QUOTED TEXT ->
######

Help with Likelihood Function Notation in Logistic Regression Can someone please help me understand below notation I encountered while studying logistic regression? I am pretty sure I lack the mathematical maturity but would like to give it a try.
$l(\beta_0,\beta_1) = \prod_{i:y_{i=1}} p(x_i) \prod_{i':y_{i'=0}} (1-p(x_i'))$
where $p(X)$ = $\frac{e^{\beta_0+\beta_1X}}{1+e^{\beta_0+\beta_1X}}$


*

*What does $\prod$ notation stand for? 

*What does the index $i$ comprise of?

*What does the lower bound $i:y_{i=1}$ mean? 

*What does the first equation mean on the whole?


Please let me know if I missed providing any context information.

######

RECORDS SHOWN ->
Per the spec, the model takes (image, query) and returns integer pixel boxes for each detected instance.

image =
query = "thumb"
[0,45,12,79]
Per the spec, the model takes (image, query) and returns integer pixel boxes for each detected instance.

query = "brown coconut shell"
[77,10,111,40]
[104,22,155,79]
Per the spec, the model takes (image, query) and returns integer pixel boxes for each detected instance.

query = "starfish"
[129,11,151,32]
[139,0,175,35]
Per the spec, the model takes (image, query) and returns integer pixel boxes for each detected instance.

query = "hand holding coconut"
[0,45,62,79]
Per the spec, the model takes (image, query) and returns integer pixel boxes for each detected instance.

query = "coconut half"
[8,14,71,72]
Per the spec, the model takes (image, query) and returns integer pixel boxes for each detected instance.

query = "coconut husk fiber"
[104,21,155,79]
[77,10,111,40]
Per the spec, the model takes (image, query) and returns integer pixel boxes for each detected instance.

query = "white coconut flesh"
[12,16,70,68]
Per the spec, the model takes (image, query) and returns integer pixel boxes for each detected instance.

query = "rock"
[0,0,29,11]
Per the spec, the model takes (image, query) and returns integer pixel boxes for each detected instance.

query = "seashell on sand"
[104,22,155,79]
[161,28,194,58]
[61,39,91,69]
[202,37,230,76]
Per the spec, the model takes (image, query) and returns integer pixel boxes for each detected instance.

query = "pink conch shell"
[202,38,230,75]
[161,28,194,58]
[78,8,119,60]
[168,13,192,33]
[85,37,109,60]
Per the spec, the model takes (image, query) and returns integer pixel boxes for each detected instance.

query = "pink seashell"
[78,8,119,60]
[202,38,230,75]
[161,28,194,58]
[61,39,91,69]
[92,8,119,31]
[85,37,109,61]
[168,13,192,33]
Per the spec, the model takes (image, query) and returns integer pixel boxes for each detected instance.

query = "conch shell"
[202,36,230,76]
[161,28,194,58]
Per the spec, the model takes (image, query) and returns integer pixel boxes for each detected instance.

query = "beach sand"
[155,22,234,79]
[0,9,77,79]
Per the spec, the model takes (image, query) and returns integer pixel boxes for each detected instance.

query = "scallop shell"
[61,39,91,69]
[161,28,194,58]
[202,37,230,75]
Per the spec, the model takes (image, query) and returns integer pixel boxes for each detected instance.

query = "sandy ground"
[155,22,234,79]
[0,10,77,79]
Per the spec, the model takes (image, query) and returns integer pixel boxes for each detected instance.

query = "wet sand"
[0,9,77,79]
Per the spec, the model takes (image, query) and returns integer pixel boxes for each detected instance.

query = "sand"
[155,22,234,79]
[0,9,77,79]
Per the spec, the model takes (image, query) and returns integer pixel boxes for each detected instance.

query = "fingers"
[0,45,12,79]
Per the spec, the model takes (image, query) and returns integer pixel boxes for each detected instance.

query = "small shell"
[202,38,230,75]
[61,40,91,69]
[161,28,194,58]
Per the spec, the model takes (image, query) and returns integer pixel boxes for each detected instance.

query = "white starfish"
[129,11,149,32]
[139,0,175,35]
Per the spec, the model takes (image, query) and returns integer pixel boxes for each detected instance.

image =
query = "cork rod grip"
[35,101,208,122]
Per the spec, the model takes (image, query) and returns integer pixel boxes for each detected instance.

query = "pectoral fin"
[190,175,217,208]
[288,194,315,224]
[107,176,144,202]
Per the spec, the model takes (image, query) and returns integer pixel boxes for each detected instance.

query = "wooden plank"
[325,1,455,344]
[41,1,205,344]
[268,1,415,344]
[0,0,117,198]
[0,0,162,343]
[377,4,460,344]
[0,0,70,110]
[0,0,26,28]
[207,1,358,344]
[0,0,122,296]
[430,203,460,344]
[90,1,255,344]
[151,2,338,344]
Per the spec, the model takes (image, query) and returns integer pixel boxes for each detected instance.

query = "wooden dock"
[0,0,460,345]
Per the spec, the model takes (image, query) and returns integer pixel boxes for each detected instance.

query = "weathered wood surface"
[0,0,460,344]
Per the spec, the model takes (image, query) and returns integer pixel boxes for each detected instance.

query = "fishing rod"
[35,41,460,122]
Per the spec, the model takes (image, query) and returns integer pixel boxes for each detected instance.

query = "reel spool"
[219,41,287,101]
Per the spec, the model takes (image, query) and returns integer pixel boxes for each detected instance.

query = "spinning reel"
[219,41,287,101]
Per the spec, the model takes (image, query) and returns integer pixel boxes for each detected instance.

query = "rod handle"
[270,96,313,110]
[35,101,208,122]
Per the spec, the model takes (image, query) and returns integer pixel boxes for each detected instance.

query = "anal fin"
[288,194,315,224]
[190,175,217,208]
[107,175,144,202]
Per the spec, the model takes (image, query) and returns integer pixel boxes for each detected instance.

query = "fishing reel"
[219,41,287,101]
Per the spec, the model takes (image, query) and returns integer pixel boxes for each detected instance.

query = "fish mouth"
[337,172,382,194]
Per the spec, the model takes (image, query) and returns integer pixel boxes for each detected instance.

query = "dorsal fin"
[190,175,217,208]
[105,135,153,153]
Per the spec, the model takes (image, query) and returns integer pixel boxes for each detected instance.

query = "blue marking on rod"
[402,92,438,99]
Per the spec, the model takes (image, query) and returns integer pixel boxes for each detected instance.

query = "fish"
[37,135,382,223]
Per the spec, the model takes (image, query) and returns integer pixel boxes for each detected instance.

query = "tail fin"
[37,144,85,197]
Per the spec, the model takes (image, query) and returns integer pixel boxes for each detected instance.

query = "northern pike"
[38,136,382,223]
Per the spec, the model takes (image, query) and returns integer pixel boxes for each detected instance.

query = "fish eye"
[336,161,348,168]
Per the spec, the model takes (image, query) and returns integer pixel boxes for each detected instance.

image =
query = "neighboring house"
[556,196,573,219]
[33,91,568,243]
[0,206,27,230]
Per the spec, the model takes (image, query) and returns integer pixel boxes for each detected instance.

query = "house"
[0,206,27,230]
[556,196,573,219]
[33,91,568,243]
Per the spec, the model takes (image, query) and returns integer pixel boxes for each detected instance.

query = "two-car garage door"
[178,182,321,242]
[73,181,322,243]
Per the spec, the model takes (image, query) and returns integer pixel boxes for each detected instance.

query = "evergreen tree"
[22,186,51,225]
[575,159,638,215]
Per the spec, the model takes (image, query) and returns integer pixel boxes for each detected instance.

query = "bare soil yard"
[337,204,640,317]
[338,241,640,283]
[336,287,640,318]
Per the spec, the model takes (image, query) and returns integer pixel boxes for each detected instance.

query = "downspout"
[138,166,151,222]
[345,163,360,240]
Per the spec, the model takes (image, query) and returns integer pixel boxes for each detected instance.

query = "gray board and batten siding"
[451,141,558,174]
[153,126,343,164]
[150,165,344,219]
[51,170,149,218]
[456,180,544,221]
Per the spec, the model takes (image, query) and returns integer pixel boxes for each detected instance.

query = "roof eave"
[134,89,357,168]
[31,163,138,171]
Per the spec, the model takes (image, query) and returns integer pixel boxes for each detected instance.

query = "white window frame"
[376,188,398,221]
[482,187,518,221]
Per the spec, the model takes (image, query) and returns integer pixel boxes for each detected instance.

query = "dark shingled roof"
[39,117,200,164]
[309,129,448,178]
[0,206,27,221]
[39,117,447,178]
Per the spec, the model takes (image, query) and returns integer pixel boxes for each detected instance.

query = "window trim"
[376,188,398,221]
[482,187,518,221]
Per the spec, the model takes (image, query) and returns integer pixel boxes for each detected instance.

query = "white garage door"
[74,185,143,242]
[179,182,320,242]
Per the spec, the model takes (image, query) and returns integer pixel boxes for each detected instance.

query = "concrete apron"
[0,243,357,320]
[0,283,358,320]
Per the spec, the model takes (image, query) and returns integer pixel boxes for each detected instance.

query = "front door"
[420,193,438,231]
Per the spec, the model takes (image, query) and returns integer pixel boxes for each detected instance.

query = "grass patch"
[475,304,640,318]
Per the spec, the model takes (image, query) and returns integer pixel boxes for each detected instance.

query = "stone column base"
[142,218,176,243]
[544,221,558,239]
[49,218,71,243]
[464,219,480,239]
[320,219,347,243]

######

WRITTEN TASKS ->
1 > Render the sentence "Please let me know if I missed providing any context information." from the logistic regression question in Spanish.
2 > Transcribe the passage of the logistic regression question between "Help with Likelihood" and "on the whole?", inclusive.

SOLUTIONS TO EACH TASK ->
1 > Por favor, avísenme si omití proporcionar alguna información de contexto.

2 >
Help with Likelihood Function Notation in Logistic Regression Can someone please help me understand below notation I encountered while studying logistic regression? I am pretty sure I lack the mathematical maturity but would like to give it a try.
$l(\beta_0,\beta_1) = \prod_{i:y_{i=1}} p(x_i) \prod_{i':y_{i'=0}} (1-p(x_i'))$
where $p(X)$ = $\frac{e^{\beta_0+\beta_1X}}{1+e^{\beta_0+\beta_1X}}$


*

*What does $\prod$ notation stand for? 

*What does the index $i$ comprise of?

*What does the lower bound $i:y_{i=1}$ mean? 

*What does the first equation mean on the whole?